- Exercise aim: Please pull out every line of the records below that contains the string "wall", matching case exactly.

··· Dataset rows ···

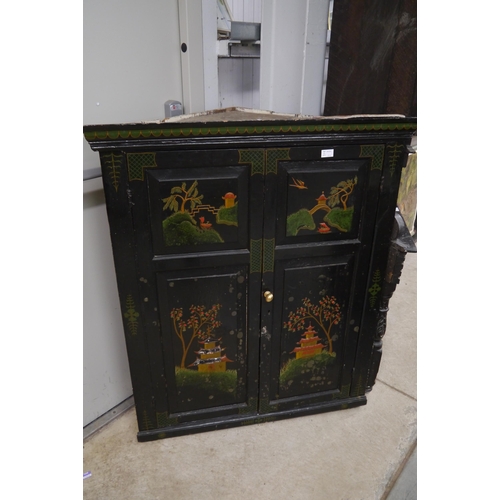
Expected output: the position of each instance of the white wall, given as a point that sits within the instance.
(131, 54)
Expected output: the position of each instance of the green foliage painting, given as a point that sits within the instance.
(186, 225)
(180, 194)
(181, 229)
(338, 214)
(299, 220)
(325, 315)
(201, 322)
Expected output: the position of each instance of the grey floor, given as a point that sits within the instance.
(365, 453)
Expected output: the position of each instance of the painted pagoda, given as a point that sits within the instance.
(308, 344)
(211, 357)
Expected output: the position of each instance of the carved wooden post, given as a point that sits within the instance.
(401, 244)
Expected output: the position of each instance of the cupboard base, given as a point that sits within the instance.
(240, 420)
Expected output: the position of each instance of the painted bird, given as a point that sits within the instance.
(298, 184)
(203, 224)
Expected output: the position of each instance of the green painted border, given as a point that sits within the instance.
(243, 130)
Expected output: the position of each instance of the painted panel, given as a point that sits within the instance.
(311, 326)
(322, 203)
(204, 329)
(191, 211)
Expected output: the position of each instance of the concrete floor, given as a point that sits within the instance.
(355, 454)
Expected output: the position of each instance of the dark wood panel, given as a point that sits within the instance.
(372, 64)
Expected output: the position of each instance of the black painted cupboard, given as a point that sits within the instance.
(250, 251)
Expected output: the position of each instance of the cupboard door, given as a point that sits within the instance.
(204, 304)
(318, 228)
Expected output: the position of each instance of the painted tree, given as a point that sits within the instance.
(325, 315)
(182, 195)
(201, 323)
(341, 192)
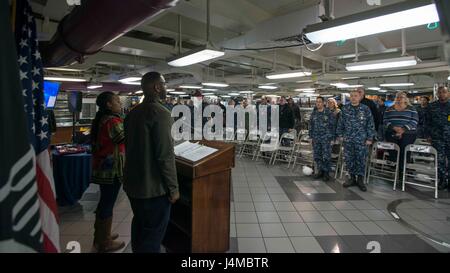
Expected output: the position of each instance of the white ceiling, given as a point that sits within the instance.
(247, 20)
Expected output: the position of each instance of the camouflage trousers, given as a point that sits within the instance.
(443, 149)
(355, 156)
(322, 155)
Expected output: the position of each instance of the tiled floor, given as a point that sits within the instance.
(274, 209)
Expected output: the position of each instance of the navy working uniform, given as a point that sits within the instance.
(356, 126)
(438, 128)
(322, 132)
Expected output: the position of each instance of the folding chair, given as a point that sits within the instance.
(251, 144)
(266, 148)
(342, 165)
(303, 152)
(336, 148)
(383, 168)
(239, 139)
(284, 153)
(421, 172)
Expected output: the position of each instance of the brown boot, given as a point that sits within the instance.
(103, 241)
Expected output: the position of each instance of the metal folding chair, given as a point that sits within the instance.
(251, 144)
(383, 168)
(303, 152)
(421, 172)
(285, 149)
(266, 148)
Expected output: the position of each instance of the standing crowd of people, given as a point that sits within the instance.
(362, 122)
(149, 177)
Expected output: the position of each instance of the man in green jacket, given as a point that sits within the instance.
(150, 176)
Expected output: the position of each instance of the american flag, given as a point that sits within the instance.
(32, 78)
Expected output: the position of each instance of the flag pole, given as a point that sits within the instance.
(13, 15)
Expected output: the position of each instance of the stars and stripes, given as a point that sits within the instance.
(31, 76)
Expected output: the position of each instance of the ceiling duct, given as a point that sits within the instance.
(96, 23)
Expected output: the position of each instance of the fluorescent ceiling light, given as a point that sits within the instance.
(94, 85)
(288, 74)
(305, 89)
(64, 79)
(388, 18)
(215, 84)
(63, 69)
(190, 86)
(195, 56)
(305, 81)
(209, 89)
(130, 79)
(396, 84)
(382, 64)
(393, 75)
(374, 88)
(268, 87)
(339, 84)
(131, 83)
(351, 86)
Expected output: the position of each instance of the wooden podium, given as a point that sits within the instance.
(200, 219)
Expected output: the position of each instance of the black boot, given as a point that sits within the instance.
(350, 182)
(361, 184)
(442, 184)
(318, 175)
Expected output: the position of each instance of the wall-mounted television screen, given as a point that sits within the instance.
(51, 90)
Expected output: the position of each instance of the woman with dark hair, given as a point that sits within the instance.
(400, 126)
(108, 159)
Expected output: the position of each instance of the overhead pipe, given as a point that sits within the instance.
(96, 23)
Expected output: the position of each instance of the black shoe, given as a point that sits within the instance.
(326, 177)
(442, 184)
(318, 175)
(361, 184)
(350, 182)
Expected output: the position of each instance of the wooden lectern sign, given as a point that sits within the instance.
(200, 219)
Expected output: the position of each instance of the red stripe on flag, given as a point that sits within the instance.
(48, 245)
(45, 191)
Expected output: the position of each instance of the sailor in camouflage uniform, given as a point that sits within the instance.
(322, 132)
(357, 128)
(438, 129)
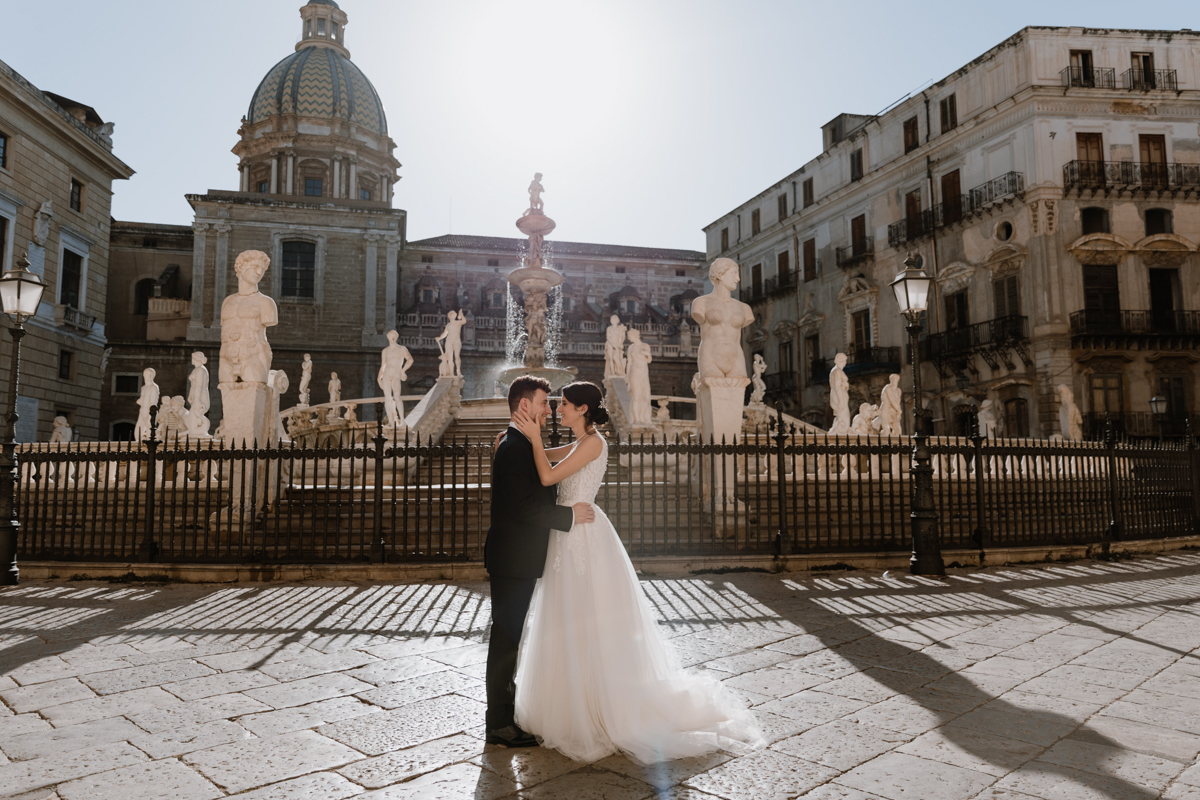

···

- Response:
Expected output: the position of each instance of the white wall, given as a point that sits within the instance.
Expected output: the position of each instance of the wall-mounted television screen, given as a point that sits within the instance.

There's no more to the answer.